Problem to work on
Copy the lines verbatim from the start of the records up to and including the line containing "0 121 L 357". Leave the pictures out of your copy.

Provided information
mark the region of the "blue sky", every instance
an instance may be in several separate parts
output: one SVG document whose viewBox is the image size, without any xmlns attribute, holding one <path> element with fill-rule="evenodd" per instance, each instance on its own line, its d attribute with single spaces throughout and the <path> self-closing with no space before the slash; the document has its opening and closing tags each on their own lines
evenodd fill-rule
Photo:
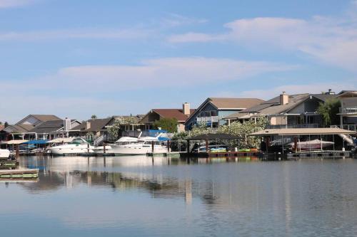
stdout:
<svg viewBox="0 0 357 237">
<path fill-rule="evenodd" d="M 356 1 L 0 0 L 0 121 L 357 89 Z"/>
</svg>

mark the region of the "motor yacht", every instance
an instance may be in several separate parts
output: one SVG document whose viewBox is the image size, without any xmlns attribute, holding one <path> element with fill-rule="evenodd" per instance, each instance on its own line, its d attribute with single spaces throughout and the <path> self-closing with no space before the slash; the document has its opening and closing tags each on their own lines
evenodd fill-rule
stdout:
<svg viewBox="0 0 357 237">
<path fill-rule="evenodd" d="M 146 154 L 153 152 L 164 154 L 168 152 L 164 141 L 167 139 L 161 137 L 162 134 L 157 137 L 124 137 L 111 145 L 111 153 L 119 155 L 124 154 Z"/>
<path fill-rule="evenodd" d="M 10 157 L 10 151 L 7 149 L 0 149 L 0 158 L 9 158 Z"/>
<path fill-rule="evenodd" d="M 66 154 L 93 153 L 94 147 L 91 146 L 82 138 L 75 138 L 72 142 L 59 146 L 49 148 L 50 152 L 55 155 Z"/>
</svg>

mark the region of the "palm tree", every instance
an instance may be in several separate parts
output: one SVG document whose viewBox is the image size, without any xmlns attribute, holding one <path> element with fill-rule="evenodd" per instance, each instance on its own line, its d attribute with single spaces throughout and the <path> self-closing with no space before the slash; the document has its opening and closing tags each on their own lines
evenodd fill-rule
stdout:
<svg viewBox="0 0 357 237">
<path fill-rule="evenodd" d="M 331 125 L 338 125 L 341 101 L 333 98 L 327 100 L 324 103 L 320 102 L 317 109 L 317 112 L 321 115 L 323 126 L 329 127 Z"/>
</svg>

Response to this task
mark the region of the "blue sky", every instance
an instance may be in several separate parts
output: one SVG document whose viewBox is the image size, without any xmlns attribute, holding one <path> element with fill-rule="evenodd" per instance, each instance on its own line, its d attribute with single spaces throughout and the <path> self-closing with no space before the slash; the document has its opening and closing tags each on their own lines
evenodd fill-rule
Photo:
stdout:
<svg viewBox="0 0 357 237">
<path fill-rule="evenodd" d="M 356 1 L 0 0 L 0 121 L 357 89 Z"/>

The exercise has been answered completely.